SUPPLIED DATA:

____

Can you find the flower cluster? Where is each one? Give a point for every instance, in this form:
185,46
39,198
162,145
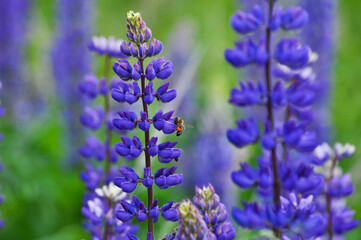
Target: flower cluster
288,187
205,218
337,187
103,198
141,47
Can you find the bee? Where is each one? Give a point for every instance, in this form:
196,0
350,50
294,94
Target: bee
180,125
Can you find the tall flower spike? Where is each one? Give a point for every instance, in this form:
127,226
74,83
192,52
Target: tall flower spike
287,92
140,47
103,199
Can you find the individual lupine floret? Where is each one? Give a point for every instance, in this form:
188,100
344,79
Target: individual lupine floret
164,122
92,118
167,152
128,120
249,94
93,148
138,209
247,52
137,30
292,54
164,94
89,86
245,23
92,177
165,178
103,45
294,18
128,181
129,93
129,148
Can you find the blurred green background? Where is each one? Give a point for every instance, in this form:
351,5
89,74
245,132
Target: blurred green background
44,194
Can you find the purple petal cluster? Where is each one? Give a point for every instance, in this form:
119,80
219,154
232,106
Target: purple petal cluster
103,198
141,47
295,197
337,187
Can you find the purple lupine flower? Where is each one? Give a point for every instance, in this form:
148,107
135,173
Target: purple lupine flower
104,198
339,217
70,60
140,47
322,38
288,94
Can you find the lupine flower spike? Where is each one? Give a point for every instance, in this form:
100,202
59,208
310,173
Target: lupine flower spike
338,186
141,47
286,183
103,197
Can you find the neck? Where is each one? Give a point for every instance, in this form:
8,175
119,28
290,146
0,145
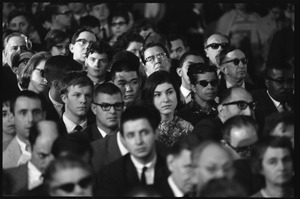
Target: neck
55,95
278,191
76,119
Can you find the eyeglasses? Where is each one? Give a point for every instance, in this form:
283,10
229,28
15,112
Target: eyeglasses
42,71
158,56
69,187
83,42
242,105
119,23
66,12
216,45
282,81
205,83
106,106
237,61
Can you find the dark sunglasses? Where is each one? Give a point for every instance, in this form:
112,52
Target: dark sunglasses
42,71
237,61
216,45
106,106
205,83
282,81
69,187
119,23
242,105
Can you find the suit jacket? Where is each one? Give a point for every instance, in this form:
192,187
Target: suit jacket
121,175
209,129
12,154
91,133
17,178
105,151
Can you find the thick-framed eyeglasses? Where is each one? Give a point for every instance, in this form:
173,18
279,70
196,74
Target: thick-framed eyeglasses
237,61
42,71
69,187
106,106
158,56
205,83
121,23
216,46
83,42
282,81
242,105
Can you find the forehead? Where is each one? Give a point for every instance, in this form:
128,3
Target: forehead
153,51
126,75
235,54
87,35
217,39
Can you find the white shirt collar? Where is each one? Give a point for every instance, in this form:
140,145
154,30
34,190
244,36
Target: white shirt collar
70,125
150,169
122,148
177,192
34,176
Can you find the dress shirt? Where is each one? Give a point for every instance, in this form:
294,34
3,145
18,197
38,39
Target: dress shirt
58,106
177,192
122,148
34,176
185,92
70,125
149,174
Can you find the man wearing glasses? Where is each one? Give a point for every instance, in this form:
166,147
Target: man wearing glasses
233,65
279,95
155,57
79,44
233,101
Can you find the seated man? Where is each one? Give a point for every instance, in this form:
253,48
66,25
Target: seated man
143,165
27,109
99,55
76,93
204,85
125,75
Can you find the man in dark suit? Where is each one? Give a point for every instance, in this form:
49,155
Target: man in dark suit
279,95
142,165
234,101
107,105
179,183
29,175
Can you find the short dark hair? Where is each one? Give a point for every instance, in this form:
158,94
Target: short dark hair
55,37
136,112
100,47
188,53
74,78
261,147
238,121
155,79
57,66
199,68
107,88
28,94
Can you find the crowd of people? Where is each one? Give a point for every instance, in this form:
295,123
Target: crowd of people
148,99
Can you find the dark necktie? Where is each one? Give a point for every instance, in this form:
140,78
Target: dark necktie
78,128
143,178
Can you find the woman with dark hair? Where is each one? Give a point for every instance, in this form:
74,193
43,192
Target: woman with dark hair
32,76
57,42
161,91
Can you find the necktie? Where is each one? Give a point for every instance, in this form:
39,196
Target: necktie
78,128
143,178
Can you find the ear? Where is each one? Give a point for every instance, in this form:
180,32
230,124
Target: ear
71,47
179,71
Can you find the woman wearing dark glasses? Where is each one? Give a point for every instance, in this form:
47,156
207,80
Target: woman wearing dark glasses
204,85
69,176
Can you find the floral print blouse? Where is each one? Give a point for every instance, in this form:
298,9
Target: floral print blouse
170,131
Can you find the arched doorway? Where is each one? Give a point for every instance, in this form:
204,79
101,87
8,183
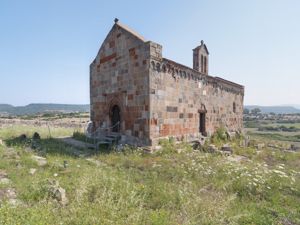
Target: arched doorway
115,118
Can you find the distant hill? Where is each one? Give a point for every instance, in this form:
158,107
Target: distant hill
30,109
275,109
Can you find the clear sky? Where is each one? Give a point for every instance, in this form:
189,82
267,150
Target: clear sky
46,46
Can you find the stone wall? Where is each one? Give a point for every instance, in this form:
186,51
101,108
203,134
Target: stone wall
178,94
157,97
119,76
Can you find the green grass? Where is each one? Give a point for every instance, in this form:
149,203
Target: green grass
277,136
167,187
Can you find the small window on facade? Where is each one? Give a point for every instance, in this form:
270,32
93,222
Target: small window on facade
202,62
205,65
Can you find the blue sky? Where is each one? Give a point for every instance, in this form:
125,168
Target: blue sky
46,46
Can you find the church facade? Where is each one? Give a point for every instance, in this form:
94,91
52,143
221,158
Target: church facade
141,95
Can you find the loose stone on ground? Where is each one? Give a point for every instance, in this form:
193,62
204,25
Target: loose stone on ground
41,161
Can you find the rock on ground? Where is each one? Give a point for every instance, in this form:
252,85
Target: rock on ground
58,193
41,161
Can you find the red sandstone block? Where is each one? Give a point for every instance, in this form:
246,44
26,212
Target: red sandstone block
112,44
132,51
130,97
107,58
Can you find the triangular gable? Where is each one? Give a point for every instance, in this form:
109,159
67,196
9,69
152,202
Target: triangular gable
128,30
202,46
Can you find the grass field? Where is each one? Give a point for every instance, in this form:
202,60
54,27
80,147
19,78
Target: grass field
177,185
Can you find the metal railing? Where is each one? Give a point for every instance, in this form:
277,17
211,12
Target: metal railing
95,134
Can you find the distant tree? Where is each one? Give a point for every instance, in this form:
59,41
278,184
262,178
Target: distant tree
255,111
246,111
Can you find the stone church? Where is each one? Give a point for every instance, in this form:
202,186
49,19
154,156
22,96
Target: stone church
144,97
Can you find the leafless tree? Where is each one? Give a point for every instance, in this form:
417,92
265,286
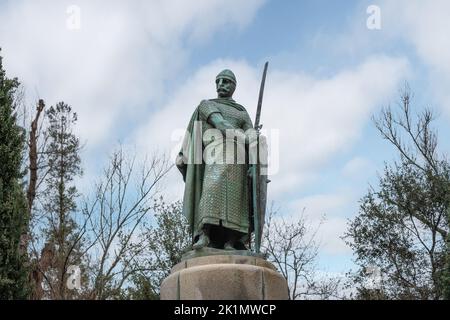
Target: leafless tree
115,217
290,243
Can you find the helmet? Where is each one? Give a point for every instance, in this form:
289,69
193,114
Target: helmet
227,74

____

TASK TO CARRY OUT: All of the material above should be reproduced exactly, except the pictures.

FINAL RESULT:
Can you find the flower cluster? Where is each one? Give a point for every instance, in this form:
185,46
39,198
162,145
Target: flower cluster
288,187
205,218
337,187
103,198
141,47
Can you find the bee? Where is each one? Give a point for every instance, in this form:
196,0
350,50
294,94
Target: bee
180,125
Can you find the tall flower spike? Where is each one? Give a point for every instance, in this form:
127,226
74,83
192,52
Target: tall flower spike
287,92
140,47
103,199
Can you find the individual lupine floret? Where is each one? Give a point for every instance, in this form:
188,100
344,79
Target: individual lupine floret
164,122
92,118
167,152
128,120
249,94
93,148
138,209
247,52
137,30
292,54
164,94
89,86
245,23
92,177
165,178
103,45
294,18
128,181
129,93
129,148
Can you find the blurred green background? Where is each one? Give a point for every instance, in this form:
351,5
89,74
245,132
Target: blurred green background
44,194
Can you find the purple petal cluster? Where is each one? Give a point for every instance, in this form:
119,80
219,154
232,106
Target: purple petal cluster
103,198
141,47
295,197
337,187
Can you find the purple lupine flower? Where is each one? Give a point for every instance, in this form:
148,107
135,173
Target: purple lupine flower
104,198
339,217
70,60
140,47
322,38
288,94
Can you find the lupine flower spike? Where is each one? Give a point for every instance, in this form:
100,202
59,208
310,173
Target: lupine flower spike
338,186
141,47
286,183
103,197
Can you find the neck? Where is each one? Give a point for every instance, in this form:
8,175
119,28
290,146
0,145
Target: neck
55,95
278,191
76,119
Can you find the eyeglasses? Where is each one? Give a point for every instance, in this form:
283,10
229,28
15,112
Target: eyeglasses
42,71
158,56
69,187
83,42
242,105
119,23
66,12
216,45
282,81
205,83
106,106
237,61
Can you find the dark sunglasses? Where is each one? Give a point for every instance, in this form:
112,52
Target: dark sunglasses
42,71
237,61
216,45
106,106
205,83
282,81
69,187
119,23
242,105
Can you find the suit jacket? Where is each one? Give a point for every instance, in this form:
192,187
Target: suit jacket
121,175
209,129
12,154
91,133
17,178
105,151
Can you find the thick-framed eyeglasses? Where is each one? Give a point for every instance, in this form:
173,18
279,70
196,74
Target: thick-framed eyeglasses
237,61
42,71
69,187
106,106
158,56
205,83
121,23
216,46
83,42
282,81
242,105
Can you find the forehead? Where is each one? Give a point for every instance, in this form:
128,3
Target: forehead
153,51
126,75
235,54
87,35
217,39
Can you find the white shirt collar? Where is each one? Give a point for every instance, in this form:
140,145
154,30
34,190
244,36
Target: white shirt collar
70,125
150,169
122,148
177,192
34,176
Can you find the dress shirt? Where is each one? Give a point for every instance, in this form:
294,34
3,145
18,197
38,39
Target: dress shirt
58,106
177,192
122,148
34,176
185,92
70,125
149,174
Can you find the man wearing glasses? Where is each one? Give a point for every instance, in this form:
166,147
Target: man wearing glasses
233,65
279,95
155,57
79,44
233,101
Can you find the seated man? Where is each one? Give a point for every instance, in this form:
253,48
66,25
Target: seated man
143,165
27,109
99,55
76,93
204,85
125,75
Can you find the man in dark suit? Where is each one? Give a point for every instance, in this form:
49,155
Target: man in dark suit
279,95
142,165
234,101
107,105
179,183
29,175
Can you find the short dark hair? Where is each one? Give a point for every instance, in this form:
158,94
Target: short dark hair
55,37
136,112
100,47
188,53
74,78
261,147
238,121
155,79
57,66
199,68
107,88
28,94
Can you find the crowd of people? Where is each one? Give a point for every instance, in this form:
295,123
Target: crowd of people
148,99
Can you find the dark necktie? Where is each one? Give a point for every instance, in this form:
140,78
Target: dark necktie
78,128
143,178
Can you find the woman with dark hair? Where is each one? Give a point for every instance, in this form:
74,193
43,192
Target: woman with dark hair
32,76
57,42
161,91
Can you find the necktie? Where is each one? Give a point for every instance, in this form:
39,196
Target: necktie
78,128
143,178
Can you find the ear? Where is each one? Give a point for every instance, in this form:
180,32
230,124
Target: ear
71,47
179,71
Can you find the woman wearing dark glasses? Where is each one? Give a point for every instance, in this form:
47,156
207,80
Target: woman wearing dark glasses
204,85
69,176
Can you find the floral print blouse? Where is each one? Give a point for every instance, in this form:
298,9
Target: floral print blouse
170,131
Can you find the arched doorway? Where is each one? Give a point for every instance, in this form:
204,79
101,87
8,183
Target: arched doorway
115,118
Can you find the distant hill? Where is each one? Give a point for every instance, in this form:
158,107
Target: distant hill
30,109
275,109
Can you find the clear sky? Where is each one? Give a point for every instance, in this form:
189,82
267,150
Target: clear sky
46,46
Can you find the stone wall? Where is each one? Give a point for every instance, in this form:
186,51
101,108
203,134
Target: stone wall
178,94
157,97
119,76
Can you find the green grass? Where is each one? Give a point for every instance, in this form:
149,203
Target: green grass
277,136
167,187
Can you find the small window on facade? Where is each one? Give a point for every instance, in this form:
270,32
93,222
Target: small window on facade
202,62
205,65
Can you find the blue sky? Where is each one? Give a point for every instance, in this form:
125,168
Target: blue sky
46,46
Can you find the church facade? Where is each one? Give a point for every instance, in this form:
94,91
52,143
221,158
Target: church facade
141,95
Can you find the loose stone on ground? Where is each one? Give a point for every instance, in this form:
193,62
204,25
Target: loose stone on ground
41,161
Can you find the rock on ground? Where is each one? Give a point for every instance, in this form:
252,85
Target: rock on ground
58,193
41,161
Can you find the red sandstone block? Where is each one? Give a point for every instance, in this form:
246,44
26,212
Target: red sandstone block
112,44
132,51
130,97
107,58
Can you find the triangular gable? Where is each one? Give a point for every instance, in this form:
109,159
67,196
9,69
152,202
Target: triangular gable
128,30
202,46
Can you find the grass field? Where is each one? Give a point for every instance, in this form:
202,60
54,27
80,147
19,78
Target: grass field
177,185
Can you find the metal railing? Where is each one? Give a point for every instance, in this form:
277,17
211,12
Target: metal railing
95,134
Can you find the distant tree? Where is each one? Give a point for every instance, in this form:
59,41
278,184
262,178
Target: distant tree
255,111
246,111
Can you find the stone church? Where is each one? Give a point for every instance, in this form:
202,186
49,19
154,156
22,96
Target: stone church
144,97
Can you find the leafless tree? Where is each one? Give a point for every instance, in this form:
417,92
265,286
Target: leafless tree
115,217
290,243
Can you find the helmet? Where is each one? Give a point for every instance, in this form:
289,69
193,114
Target: helmet
227,74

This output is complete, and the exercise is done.